• Materials provided:
____________________
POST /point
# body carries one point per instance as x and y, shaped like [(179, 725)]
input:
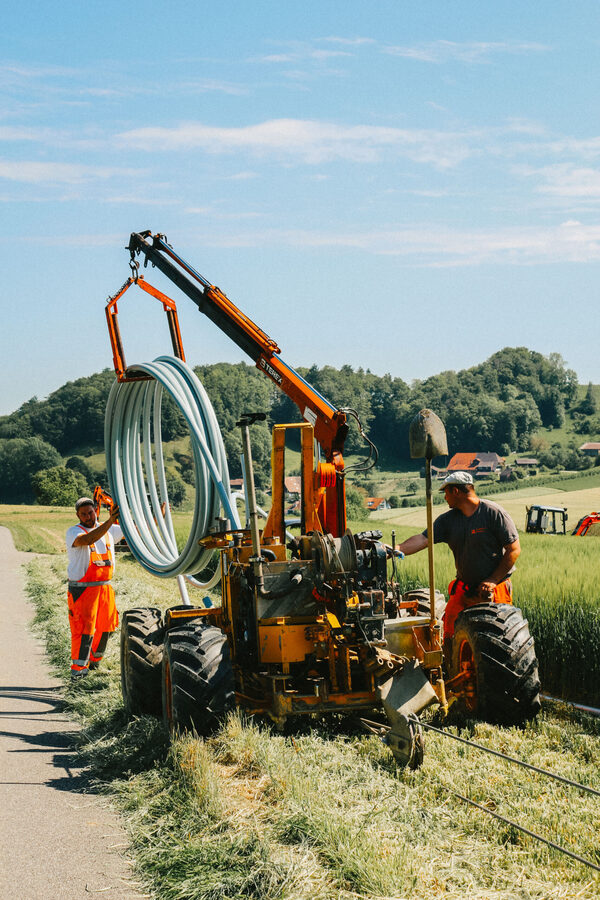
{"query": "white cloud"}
[(57, 173), (436, 246), (348, 42), (567, 181), (468, 51), (310, 141)]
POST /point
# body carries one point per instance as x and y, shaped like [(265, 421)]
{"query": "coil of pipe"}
[(136, 470)]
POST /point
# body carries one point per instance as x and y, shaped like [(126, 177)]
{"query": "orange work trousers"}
[(93, 614), (92, 617), (460, 597)]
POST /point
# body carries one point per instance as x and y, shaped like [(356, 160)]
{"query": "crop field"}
[(321, 811)]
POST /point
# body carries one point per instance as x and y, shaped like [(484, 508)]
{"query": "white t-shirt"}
[(79, 557)]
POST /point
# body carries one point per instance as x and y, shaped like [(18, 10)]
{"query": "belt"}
[(84, 584)]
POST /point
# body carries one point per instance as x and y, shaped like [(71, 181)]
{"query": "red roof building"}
[(476, 463)]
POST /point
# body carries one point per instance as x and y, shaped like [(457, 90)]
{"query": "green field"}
[(322, 811)]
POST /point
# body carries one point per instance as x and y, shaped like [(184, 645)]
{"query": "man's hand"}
[(486, 591)]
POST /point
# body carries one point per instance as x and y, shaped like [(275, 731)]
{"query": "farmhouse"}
[(591, 448), (478, 464), (376, 503)]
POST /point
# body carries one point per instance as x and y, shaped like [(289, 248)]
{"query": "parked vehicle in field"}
[(546, 519)]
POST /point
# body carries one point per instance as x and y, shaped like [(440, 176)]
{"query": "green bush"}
[(58, 486)]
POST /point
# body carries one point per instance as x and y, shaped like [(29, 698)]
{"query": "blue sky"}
[(406, 187)]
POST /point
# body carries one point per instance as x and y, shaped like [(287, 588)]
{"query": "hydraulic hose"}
[(136, 472)]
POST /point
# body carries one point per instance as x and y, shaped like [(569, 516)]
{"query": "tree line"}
[(498, 405)]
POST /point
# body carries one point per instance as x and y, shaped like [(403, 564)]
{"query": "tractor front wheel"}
[(142, 635), (494, 665), (197, 678)]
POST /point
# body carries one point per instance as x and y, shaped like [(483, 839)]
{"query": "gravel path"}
[(58, 840)]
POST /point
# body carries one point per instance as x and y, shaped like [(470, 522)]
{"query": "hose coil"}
[(136, 472)]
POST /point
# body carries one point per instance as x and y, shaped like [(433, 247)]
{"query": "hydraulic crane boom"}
[(329, 423)]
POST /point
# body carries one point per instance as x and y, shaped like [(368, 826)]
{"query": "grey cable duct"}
[(136, 473)]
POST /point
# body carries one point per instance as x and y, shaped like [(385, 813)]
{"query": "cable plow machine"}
[(308, 624)]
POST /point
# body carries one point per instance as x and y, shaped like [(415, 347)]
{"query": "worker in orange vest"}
[(485, 543), (93, 615)]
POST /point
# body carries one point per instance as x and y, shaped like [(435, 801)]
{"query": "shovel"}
[(427, 439)]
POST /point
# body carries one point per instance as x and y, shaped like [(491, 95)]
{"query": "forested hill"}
[(496, 406)]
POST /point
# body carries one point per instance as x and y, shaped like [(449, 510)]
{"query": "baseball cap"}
[(83, 501), (457, 478)]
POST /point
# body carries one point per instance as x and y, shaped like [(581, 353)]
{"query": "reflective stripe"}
[(84, 584)]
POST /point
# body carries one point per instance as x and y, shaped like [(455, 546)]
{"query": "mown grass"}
[(322, 812), (557, 585)]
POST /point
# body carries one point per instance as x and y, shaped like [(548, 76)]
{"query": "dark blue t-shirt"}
[(476, 541)]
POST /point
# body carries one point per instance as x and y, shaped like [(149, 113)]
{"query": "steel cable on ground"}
[(495, 815), (381, 730), (136, 470)]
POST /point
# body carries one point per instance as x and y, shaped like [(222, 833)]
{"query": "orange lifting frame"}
[(116, 343)]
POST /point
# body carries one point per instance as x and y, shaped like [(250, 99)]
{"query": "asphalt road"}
[(58, 840)]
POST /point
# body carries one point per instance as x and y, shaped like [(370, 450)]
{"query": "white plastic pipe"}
[(136, 473)]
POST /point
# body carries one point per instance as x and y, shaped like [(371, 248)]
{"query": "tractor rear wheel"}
[(494, 651), (197, 678), (142, 636)]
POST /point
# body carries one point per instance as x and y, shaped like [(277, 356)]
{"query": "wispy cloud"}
[(349, 42), (306, 140), (567, 181), (58, 173), (436, 246), (467, 52)]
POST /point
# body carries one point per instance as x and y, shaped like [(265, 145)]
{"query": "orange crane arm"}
[(330, 425)]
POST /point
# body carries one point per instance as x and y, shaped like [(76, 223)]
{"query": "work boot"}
[(78, 674)]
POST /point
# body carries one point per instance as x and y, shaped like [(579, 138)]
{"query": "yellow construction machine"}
[(309, 624)]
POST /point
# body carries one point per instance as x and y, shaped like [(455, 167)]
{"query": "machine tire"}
[(494, 640), (142, 636), (421, 595), (197, 678)]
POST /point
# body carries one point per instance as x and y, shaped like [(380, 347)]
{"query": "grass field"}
[(322, 811)]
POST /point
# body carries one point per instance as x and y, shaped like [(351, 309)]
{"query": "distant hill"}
[(516, 401)]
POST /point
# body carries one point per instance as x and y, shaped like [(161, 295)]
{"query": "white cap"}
[(83, 501), (457, 478)]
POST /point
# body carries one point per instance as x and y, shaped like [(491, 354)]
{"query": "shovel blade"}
[(427, 436)]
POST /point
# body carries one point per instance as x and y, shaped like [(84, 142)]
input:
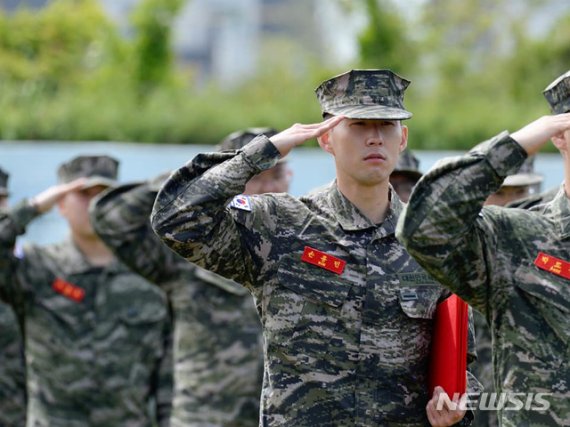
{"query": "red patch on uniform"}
[(553, 265), (68, 290), (323, 260)]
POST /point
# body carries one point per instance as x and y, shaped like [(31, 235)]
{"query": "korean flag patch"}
[(241, 202)]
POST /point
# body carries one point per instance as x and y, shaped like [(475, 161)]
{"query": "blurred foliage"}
[(385, 43), (66, 73)]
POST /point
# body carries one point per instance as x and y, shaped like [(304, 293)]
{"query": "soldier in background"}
[(405, 175), (517, 186), (97, 336), (346, 313), (535, 199), (218, 349), (12, 372), (510, 264)]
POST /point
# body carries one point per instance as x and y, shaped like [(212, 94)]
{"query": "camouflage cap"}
[(525, 176), (100, 170), (3, 183), (558, 94), (240, 138), (408, 164), (364, 94)]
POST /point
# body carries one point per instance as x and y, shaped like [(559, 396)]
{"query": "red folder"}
[(448, 359)]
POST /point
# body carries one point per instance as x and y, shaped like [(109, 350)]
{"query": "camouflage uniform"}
[(345, 344), (12, 372), (495, 259), (487, 256), (97, 348), (218, 345)]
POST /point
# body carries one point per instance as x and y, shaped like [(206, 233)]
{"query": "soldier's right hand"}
[(45, 200), (286, 140), (537, 133)]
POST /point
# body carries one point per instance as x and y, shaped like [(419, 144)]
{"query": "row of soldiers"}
[(119, 329)]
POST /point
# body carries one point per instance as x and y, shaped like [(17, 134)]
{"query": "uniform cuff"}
[(504, 154)]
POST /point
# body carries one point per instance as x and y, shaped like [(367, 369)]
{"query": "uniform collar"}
[(73, 261), (350, 218)]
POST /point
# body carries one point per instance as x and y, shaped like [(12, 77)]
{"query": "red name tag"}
[(553, 265), (323, 260), (68, 290)]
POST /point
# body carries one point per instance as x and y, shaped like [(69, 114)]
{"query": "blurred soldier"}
[(517, 186), (346, 313), (12, 372), (405, 175), (512, 265), (535, 199), (514, 187), (218, 344), (96, 334)]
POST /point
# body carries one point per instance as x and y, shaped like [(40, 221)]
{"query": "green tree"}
[(152, 21), (385, 42)]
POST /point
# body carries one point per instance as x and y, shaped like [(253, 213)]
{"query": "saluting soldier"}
[(346, 312), (97, 336), (512, 265), (218, 356)]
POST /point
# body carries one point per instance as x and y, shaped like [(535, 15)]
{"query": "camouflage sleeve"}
[(13, 223), (121, 217), (444, 226), (191, 211)]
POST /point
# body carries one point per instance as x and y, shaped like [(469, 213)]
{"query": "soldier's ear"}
[(560, 142), (325, 142), (404, 140)]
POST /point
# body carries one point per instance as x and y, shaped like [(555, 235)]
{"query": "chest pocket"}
[(306, 305), (549, 298)]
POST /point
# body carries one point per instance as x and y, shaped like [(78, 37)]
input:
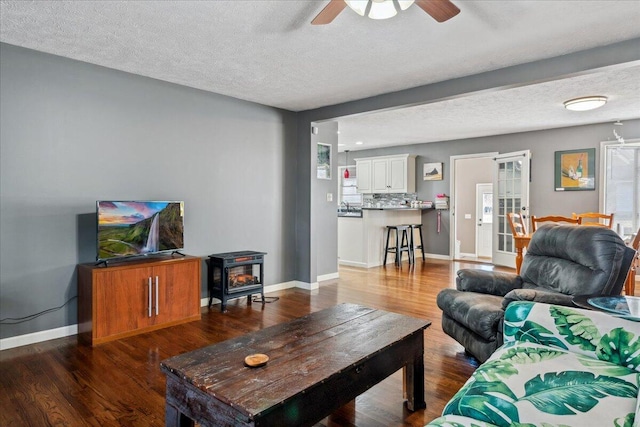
____________________
• The request: Select every line in the data above that contains the string "uniform", treating case as significant.

• Result of the task:
{"query": "red patch on uniform"}
{"query": "camouflage uniform"}
{"query": "uniform cuff"}
{"query": "uniform collar"}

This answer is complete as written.